▸ **What is required**: A verbatim copy of every record is required, and no pictures should be included.

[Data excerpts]
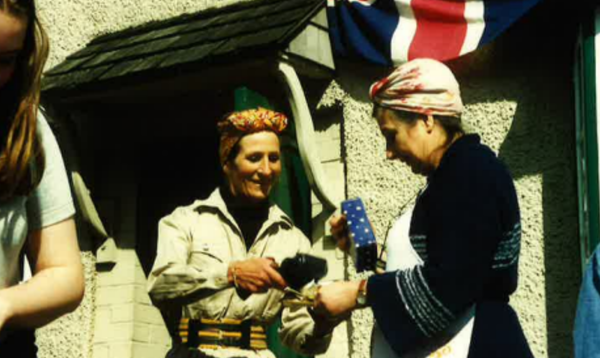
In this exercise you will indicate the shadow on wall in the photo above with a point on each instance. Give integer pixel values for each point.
(541, 142)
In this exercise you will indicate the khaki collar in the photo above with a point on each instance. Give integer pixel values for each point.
(215, 201)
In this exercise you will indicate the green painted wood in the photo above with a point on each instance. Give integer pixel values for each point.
(589, 112)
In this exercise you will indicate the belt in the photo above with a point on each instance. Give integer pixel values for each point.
(225, 333)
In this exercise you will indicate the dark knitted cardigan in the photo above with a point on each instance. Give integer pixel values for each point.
(466, 227)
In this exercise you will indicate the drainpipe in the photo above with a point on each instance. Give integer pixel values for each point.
(305, 133)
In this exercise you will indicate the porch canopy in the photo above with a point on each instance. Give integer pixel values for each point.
(248, 37)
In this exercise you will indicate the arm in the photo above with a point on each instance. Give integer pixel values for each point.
(179, 272)
(462, 233)
(57, 285)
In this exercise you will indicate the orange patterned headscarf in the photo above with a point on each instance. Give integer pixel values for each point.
(423, 86)
(238, 124)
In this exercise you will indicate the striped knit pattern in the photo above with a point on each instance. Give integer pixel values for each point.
(425, 309)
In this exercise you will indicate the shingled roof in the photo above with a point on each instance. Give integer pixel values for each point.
(189, 41)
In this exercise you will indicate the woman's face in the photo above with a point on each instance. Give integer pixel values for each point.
(12, 39)
(406, 141)
(256, 168)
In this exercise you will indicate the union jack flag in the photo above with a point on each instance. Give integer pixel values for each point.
(395, 31)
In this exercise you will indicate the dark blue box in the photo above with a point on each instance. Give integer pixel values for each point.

▸ **Result of this exercise**:
In this exercise you will indicate the shadow on wall in the photo above with a point on each instance. Give integer pixel values for each point.
(541, 142)
In this exercise you will indicate the khaki collar in the photo above with a point on each instance. Give integer pixel values for each point.
(215, 201)
In this exercise you will indicate the green painted wood in the photo above with a point on each instance. Give integer pixel values for each point.
(589, 112)
In this exercise you will indicate the belt in the photo above with a point on each instance. Give integer pixel values for each point.
(225, 333)
In this exercise you will indicate the dark knitted cardigan in the photo above with a point on each instance. Give integer pixel values for each point.
(466, 227)
In this exercise you will indicate the drainpipe in the photo above with a point on each instance. Give integer pixel values for each point.
(305, 133)
In this exercise you will indicate the porch canopy in the photo above with a point on each instance. Give integer pixel values for each point.
(248, 37)
In this exercise you will indicate the arm in the photo above with a point on each instance. Give integer pixel values for each point.
(179, 272)
(462, 233)
(57, 285)
In this exercise you will indicate the orange patterned headscarf in the photo above with a point on each instance. Give integer pixel values for each point.
(423, 86)
(238, 124)
In this exercise you will indicate the striped knit pattern in the photo above with a point on each instance. Give integer pixel values for each point.
(425, 309)
In this exercise you will indicate the shingled roof in the photo above with a point on each instance. Give integer pixel values for each point.
(189, 41)
In this exercise you will indicate the woman's face in the photo above with a point on each instance. Give integer pixel values for each point.
(12, 39)
(406, 141)
(256, 168)
In this exercise you will indicate the union jack flag in the photo above with a point on each instance. Give integer pixel values for each point.
(395, 31)
In this exercise you will indicate the dark blue box in the photo above with a point on each instance. Give integer pixel values for each point.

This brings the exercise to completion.